---- Data to use

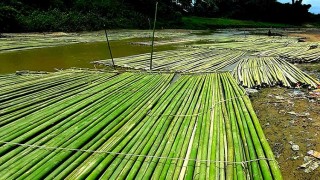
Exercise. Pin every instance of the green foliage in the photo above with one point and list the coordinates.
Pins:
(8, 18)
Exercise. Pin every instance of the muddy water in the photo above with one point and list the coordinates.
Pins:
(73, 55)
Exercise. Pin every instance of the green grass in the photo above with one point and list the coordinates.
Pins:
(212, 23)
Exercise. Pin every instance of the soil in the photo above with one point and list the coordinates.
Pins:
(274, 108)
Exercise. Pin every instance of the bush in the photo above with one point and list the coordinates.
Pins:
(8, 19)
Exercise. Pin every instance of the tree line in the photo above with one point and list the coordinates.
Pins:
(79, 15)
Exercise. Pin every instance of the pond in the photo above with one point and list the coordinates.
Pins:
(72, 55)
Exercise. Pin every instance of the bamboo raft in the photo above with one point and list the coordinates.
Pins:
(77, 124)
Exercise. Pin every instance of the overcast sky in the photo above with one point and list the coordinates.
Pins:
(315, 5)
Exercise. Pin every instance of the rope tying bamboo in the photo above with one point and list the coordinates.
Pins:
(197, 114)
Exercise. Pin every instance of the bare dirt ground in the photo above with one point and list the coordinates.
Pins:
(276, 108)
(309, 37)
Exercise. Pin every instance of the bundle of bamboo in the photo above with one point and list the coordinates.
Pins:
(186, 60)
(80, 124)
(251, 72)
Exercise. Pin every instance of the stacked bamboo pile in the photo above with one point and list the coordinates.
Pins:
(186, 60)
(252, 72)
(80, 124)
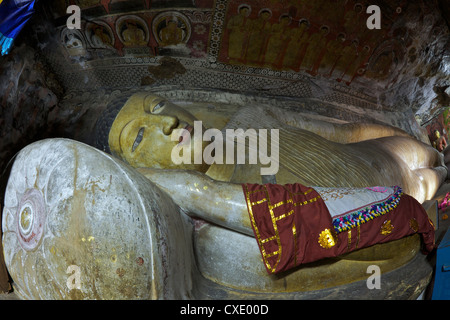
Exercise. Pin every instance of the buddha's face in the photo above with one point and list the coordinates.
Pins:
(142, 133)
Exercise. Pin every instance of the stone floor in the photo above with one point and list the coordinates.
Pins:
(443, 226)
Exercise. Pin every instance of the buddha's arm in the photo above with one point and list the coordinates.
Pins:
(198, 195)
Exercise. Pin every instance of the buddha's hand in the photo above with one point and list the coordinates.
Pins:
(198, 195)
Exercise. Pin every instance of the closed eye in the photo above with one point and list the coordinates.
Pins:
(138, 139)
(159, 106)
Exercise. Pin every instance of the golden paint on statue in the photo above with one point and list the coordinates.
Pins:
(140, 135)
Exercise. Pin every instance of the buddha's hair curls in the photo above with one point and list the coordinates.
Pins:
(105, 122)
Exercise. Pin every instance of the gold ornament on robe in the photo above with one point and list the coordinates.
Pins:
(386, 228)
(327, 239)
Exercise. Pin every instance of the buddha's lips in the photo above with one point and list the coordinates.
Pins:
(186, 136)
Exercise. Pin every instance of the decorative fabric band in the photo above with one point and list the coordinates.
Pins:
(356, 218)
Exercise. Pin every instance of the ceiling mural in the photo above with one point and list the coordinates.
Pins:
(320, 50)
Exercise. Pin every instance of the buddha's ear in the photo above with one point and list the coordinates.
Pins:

--------

**Work task:**
Without the images, write out all of the records exactly.

**Answer to this exercise:**
Exercise. Pin every instance of the green foliage in the photo above with one point and list the coordinates.
Pins:
(8, 18)
Exercise. Pin every instance of the muddy water in the photo above with one point and list the coordinates.
Pins:
(73, 55)
Exercise. Pin every instance of the green grass in the photo above with one point and list the coordinates.
Pins:
(212, 23)
Exercise. Pin every instance of the soil in the photo above with one point and list the coordinates.
Pins:
(274, 108)
Exercise. Pin every instance of the bush in the photo above with one point and list the coordinates.
Pins:
(8, 19)
Exercise. Pin every instance of the tree line in the photo above with one point and list the coordinates.
Pins:
(79, 15)
Exercise. Pin every instance of the pond in the photo above with one point and list the coordinates.
Pins:
(72, 55)
Exercise. Pin every instance of the bamboo raft in the photo above with one point and list the coordinates.
Pins:
(77, 124)
Exercise. Pin every instance of the overcast sky in the photo above with one point and list the coordinates.
Pins:
(315, 5)
Exercise. Pin every instance of the rope tying bamboo in the photo above with one point and list the coordinates.
Pins:
(197, 114)
Exercise. Pin every instance of the bare dirt ground in the photo above with one point and list the coordinates.
Pins:
(276, 108)
(309, 37)
Exercise. Pin every instance of the bundle of bamboo in the photo above with one point and list the coordinates.
Pins:
(186, 60)
(80, 124)
(251, 72)
Exercise. Pin every instance of the stacked bamboo pile in the photo above with one point and list the coordinates.
Pins:
(186, 60)
(252, 72)
(80, 124)
Exercise. Pin every instance of the buddha's face in the photo above with one point and list the coordinates.
Pins:
(142, 133)
Exercise. Pin every instance of the stone floor in the photo above with one point and list the coordinates.
Pins:
(443, 226)
Exercise. Pin every instance of the buddha's arm in the photo above with one point and list the coordinates.
Pins:
(198, 195)
Exercise. Pin every instance of the buddha's hand in the photo above with one point and list the coordinates.
Pins:
(198, 195)
Exercise. Pin every instance of the closed eye in the photo above with one point and list the coordinates.
Pins:
(138, 139)
(159, 106)
Exercise. Pin every instance of the golden paint on statue in the photo above with one point and list the coordinates.
Pins:
(140, 135)
Exercise. Pin every instance of the buddha's hair curls in the photo above with one point and list the coordinates.
Pins:
(105, 122)
Exercise. Pin every instance of the gold ornament on robe in the photo above with one point and list the coordinates.
Pins:
(386, 228)
(327, 239)
Exercise. Pin every instance of the buddha's lips in the photo above with one point and list the coordinates.
Pins:
(186, 136)
Exercise. Pin every instance of the decorative fabric band in the photo above with one point and list the coordinates.
Pins:
(356, 218)
Exercise. Pin every instance of the ceiling mural in the photo above with one point and list the coordinates.
Pins:
(320, 50)
Exercise. Pin every instance of the buddha's ear in the photo above with one point and list the coordinates.
Pins:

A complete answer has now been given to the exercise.